__TASK DETAILS__
Your output is the line containing "Keypoint placement rule: for each instance of the screen" plus all lines after it to the end of the records, reproduced exactly, with nothing else.

[Pointing dataset excerpts]

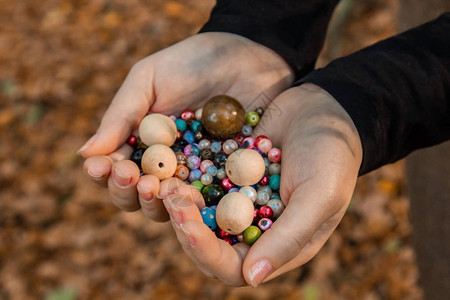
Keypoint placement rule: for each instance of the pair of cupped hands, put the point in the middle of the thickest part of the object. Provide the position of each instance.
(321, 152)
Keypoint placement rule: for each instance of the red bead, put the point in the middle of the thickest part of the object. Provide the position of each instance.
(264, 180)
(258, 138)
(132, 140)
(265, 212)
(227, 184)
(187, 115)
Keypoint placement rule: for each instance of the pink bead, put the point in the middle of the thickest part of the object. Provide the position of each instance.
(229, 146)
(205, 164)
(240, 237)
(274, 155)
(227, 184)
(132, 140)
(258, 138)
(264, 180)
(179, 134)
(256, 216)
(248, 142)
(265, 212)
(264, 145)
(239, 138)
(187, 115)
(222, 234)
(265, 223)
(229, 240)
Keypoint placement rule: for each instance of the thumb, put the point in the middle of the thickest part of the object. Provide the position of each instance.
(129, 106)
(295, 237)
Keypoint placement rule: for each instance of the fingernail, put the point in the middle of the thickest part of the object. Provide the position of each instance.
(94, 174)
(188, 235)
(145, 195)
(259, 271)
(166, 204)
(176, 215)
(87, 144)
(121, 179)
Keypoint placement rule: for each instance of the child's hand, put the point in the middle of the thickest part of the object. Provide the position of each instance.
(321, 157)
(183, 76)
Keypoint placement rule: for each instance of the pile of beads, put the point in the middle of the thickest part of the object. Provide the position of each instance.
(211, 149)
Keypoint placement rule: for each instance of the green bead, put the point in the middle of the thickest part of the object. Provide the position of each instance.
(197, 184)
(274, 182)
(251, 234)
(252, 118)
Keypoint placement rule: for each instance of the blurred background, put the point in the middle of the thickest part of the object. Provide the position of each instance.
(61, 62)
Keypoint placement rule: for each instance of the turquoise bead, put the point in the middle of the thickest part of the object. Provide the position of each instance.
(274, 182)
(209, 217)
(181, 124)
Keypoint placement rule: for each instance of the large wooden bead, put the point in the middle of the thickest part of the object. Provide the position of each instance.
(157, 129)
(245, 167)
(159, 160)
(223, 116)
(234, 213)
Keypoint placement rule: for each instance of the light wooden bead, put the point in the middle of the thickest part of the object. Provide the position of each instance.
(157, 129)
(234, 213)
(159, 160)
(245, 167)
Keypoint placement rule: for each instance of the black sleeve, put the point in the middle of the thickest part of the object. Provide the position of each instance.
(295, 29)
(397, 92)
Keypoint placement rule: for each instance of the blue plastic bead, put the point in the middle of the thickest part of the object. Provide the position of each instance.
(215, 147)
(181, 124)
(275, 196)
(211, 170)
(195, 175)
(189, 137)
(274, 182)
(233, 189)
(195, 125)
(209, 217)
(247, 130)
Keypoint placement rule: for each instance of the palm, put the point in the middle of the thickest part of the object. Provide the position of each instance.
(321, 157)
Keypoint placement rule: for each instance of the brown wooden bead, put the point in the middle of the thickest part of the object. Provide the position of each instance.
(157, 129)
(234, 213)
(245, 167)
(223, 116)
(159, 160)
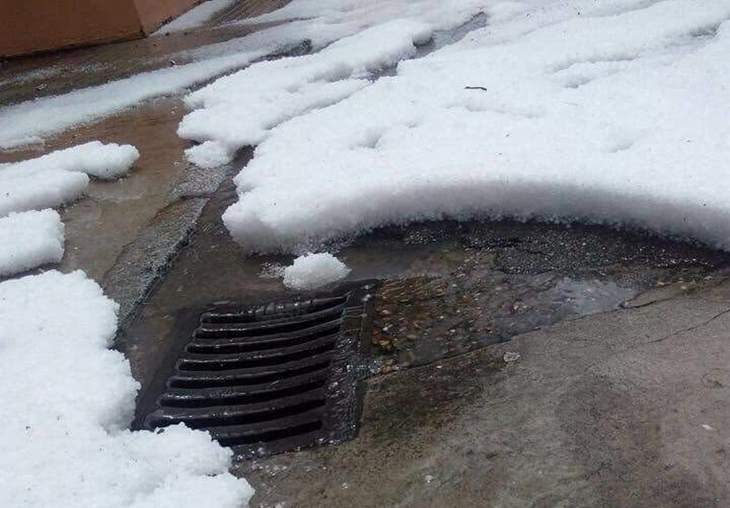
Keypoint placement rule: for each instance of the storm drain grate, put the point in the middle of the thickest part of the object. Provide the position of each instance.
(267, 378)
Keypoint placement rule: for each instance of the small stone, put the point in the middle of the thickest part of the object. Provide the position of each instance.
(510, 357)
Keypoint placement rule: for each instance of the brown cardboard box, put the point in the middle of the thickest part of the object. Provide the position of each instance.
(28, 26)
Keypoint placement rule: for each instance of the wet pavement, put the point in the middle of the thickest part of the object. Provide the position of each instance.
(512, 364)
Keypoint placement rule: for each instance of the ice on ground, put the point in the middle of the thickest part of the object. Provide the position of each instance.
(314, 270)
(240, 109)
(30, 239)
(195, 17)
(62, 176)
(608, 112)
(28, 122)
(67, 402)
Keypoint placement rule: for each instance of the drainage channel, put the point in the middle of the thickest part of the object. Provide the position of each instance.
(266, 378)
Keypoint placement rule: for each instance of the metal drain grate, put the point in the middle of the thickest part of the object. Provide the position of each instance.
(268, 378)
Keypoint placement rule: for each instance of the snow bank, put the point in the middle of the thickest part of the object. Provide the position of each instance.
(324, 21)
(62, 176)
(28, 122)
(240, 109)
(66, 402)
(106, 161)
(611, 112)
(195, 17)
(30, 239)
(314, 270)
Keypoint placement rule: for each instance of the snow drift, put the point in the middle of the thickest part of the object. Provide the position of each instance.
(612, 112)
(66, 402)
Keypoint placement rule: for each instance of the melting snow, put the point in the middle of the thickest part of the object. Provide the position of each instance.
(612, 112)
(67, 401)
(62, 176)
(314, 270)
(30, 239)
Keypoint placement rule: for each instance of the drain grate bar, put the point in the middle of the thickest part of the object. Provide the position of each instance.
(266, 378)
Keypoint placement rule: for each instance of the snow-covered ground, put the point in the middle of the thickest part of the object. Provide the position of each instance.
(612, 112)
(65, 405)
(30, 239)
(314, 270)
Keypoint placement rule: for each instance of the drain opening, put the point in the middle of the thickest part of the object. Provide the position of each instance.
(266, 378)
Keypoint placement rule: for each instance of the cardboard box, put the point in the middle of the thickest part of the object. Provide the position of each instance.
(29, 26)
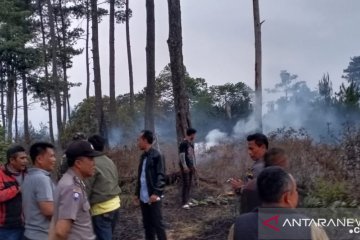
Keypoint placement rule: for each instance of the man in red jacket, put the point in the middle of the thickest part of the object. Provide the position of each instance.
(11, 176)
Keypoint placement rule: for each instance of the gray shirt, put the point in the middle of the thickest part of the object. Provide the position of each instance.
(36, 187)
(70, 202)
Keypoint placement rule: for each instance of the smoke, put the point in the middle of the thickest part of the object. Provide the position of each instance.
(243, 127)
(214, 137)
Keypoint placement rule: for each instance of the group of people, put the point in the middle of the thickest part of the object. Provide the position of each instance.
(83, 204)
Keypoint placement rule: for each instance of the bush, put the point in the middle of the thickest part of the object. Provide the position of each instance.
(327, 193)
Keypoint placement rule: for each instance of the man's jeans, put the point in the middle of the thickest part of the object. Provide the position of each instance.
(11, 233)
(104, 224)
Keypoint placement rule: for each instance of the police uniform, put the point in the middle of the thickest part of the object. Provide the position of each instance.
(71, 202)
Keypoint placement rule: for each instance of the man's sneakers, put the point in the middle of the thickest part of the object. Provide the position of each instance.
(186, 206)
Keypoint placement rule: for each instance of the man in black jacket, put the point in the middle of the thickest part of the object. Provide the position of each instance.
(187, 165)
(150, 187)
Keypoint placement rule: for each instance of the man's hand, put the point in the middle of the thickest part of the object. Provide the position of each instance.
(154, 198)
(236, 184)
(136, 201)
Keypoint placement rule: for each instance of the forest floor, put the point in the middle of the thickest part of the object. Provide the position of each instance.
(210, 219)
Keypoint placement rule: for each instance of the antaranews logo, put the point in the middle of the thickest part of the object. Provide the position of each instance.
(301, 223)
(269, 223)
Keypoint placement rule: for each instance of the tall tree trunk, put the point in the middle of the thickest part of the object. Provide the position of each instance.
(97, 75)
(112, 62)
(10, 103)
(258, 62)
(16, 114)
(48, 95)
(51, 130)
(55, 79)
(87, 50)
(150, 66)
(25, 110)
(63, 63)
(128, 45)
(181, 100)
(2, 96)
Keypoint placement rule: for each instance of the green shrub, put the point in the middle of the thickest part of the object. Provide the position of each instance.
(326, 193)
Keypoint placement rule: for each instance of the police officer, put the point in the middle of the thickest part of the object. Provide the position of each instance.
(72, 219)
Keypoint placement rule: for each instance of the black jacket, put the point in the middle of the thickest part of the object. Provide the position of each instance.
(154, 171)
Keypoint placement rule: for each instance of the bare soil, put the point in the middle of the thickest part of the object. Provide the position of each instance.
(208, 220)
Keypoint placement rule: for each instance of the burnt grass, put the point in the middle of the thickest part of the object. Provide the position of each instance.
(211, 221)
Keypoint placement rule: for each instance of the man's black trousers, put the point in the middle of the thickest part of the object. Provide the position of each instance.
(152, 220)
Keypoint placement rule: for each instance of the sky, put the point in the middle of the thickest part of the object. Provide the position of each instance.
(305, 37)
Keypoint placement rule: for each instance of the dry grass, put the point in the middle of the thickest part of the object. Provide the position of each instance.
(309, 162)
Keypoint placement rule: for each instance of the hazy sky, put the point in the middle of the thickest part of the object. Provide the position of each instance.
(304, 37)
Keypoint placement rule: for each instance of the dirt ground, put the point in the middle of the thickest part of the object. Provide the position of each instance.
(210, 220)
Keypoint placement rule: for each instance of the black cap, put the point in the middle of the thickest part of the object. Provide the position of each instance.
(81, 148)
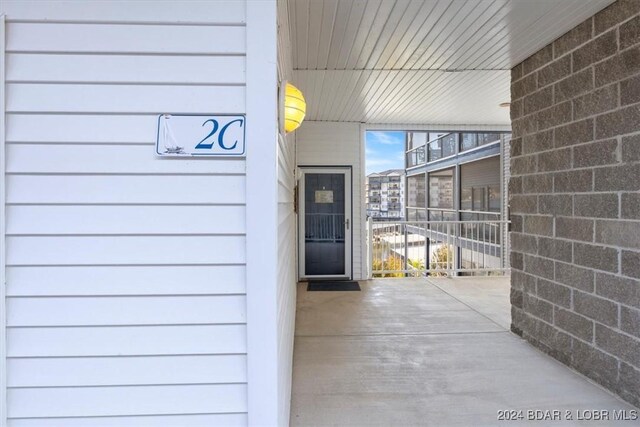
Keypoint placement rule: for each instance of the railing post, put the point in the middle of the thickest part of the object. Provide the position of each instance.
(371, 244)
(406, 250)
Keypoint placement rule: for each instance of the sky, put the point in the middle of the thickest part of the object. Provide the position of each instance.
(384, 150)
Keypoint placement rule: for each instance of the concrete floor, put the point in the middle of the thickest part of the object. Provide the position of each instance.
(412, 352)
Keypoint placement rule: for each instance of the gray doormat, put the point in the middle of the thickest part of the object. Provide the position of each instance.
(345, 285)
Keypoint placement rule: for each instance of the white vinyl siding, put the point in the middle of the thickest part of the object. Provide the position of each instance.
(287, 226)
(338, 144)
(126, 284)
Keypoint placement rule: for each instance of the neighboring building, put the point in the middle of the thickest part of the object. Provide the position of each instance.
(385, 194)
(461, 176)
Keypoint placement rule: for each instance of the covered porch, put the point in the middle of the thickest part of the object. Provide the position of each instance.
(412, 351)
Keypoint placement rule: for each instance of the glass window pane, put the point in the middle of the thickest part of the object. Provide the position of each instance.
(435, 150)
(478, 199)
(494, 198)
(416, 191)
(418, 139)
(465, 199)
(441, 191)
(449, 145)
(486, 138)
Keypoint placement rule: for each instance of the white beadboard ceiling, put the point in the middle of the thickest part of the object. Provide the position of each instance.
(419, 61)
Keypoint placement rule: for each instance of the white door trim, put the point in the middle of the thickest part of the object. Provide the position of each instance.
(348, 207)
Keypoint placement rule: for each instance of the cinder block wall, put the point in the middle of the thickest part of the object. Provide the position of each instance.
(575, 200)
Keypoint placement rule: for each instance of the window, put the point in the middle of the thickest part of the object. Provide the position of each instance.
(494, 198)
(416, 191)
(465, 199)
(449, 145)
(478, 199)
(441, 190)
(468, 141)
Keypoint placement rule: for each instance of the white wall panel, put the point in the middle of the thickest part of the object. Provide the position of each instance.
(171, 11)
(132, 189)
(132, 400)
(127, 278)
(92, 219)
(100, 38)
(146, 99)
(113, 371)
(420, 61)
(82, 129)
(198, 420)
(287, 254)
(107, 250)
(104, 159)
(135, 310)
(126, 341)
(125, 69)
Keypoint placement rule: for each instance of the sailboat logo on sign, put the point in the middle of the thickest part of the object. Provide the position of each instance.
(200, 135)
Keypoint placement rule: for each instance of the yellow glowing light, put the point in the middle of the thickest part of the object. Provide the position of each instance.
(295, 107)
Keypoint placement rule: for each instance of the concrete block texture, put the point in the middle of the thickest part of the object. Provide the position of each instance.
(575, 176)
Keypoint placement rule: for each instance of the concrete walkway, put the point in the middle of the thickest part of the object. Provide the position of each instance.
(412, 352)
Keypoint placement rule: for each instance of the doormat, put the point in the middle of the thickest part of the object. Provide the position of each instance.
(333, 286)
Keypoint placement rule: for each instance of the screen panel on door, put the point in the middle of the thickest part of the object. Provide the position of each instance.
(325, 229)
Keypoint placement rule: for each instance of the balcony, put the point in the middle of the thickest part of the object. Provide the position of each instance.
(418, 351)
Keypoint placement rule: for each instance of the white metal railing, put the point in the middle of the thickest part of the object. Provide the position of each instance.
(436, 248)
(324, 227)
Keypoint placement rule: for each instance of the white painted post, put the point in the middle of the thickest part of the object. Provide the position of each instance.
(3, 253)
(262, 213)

__RESULT OF THIS EXERCISE__
Keypoint placement rule: for each instance of the screen panel on door, put the point in the middle of the thickest part of the object. Provide the position of each instance.
(325, 229)
Keypoint placement rule: for each instance of the balcony, put the point in the middle of the thickest part of the object. Provide the position of each instance.
(418, 351)
Keypoint placement rule: for each instance of the white metal railing, put the point in the middle of the thickest part of the object. Provide the position of each instance.
(436, 248)
(324, 227)
Keypoint placement rule: for each instance of the white painted post, put the point in the middle of the thickest part of the object. Provide the position of each instance.
(3, 253)
(262, 213)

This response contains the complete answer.